> _Exercise_
Reproduce every one of the records below word for word, leaving each line unchanged.

> _Listing_
★ ★ ★

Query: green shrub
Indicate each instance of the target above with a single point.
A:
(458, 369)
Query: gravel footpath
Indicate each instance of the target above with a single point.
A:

★ ★ ★

> _Worked answer_
Query: green shrub
Indicate each instance of the target above with a single point.
A:
(458, 369)
Query: gravel footpath
Indicate each instance of the target above with a single point.
A:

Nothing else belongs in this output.